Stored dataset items
+ + +

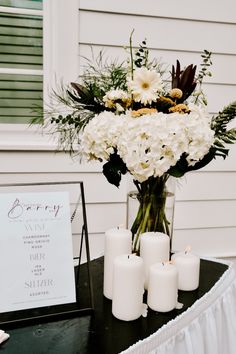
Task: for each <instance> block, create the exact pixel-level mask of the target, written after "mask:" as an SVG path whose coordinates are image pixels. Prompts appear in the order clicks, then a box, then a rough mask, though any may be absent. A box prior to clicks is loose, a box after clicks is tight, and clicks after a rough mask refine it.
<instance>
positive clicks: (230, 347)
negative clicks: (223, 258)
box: [122, 259, 236, 354]
mask: <svg viewBox="0 0 236 354" xmlns="http://www.w3.org/2000/svg"><path fill="white" fill-rule="evenodd" d="M207 260H210V261H212V262H218V263H223V264H227V265H228V266H229V268H228V269H227V271H226V272H225V273H224V274H223V275H222V277H221V278H220V279H219V280H218V282H217V283H216V284H215V285H214V286H213V287H212V288H211V290H210V291H209V292H208V293H206V294H205V295H204V296H203V297H201V298H200V299H199V300H197V301H196V302H195V303H194V304H193V305H192V306H191V307H189V308H188V309H187V310H186V311H185V312H183V313H182V314H181V315H179V316H177V317H176V318H175V319H174V320H172V321H170V322H168V323H167V324H166V325H164V326H163V327H162V328H160V329H159V330H158V331H157V332H155V333H154V334H152V335H151V336H149V337H147V338H145V339H144V340H142V341H139V342H137V343H136V344H134V345H132V346H131V347H129V348H128V349H127V350H125V351H123V352H122V354H134V353H135V354H147V353H148V354H235V353H236V278H235V271H234V268H233V265H232V263H231V262H225V261H222V260H218V259H207ZM157 316H158V314H157Z"/></svg>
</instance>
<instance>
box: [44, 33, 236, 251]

+ + +

Collect every line of the items above that contains the string "path". Matching is case-sensitive.

Task: for each <instance> block, create the exact pixel-level mask of the target, written after "mask:" as an SVG path whose coordinates are image pixels. Prompts appear in the order clicks, then a box, then a rough mask, though any may be absent. A box prior to clicks is loose, a box after clicks is tight, and clicks after a rough mask refine it.
mask: <svg viewBox="0 0 236 354" xmlns="http://www.w3.org/2000/svg"><path fill="white" fill-rule="evenodd" d="M207 260H210V261H212V262H218V263H223V264H227V265H228V266H229V268H228V269H227V271H226V272H225V273H224V274H223V275H222V277H221V278H220V279H219V280H218V282H217V283H216V284H215V285H214V286H213V287H212V288H211V290H210V291H209V292H208V293H206V294H205V295H204V296H203V297H201V298H200V299H199V300H197V301H196V302H195V303H194V304H193V305H192V306H191V307H189V308H188V309H187V310H186V311H185V312H183V313H182V314H181V315H179V316H177V317H176V318H175V319H174V320H172V321H170V322H168V323H167V324H166V325H164V326H163V327H162V328H160V329H159V330H158V331H157V332H155V333H154V334H152V335H151V336H149V337H147V338H145V339H144V340H142V341H139V342H137V343H136V344H134V345H132V346H131V347H129V348H128V349H127V350H125V351H123V352H122V354H134V353H135V354H147V353H148V354H235V353H236V278H235V271H234V268H233V265H232V263H231V262H225V261H222V260H218V259H207ZM157 316H158V314H157Z"/></svg>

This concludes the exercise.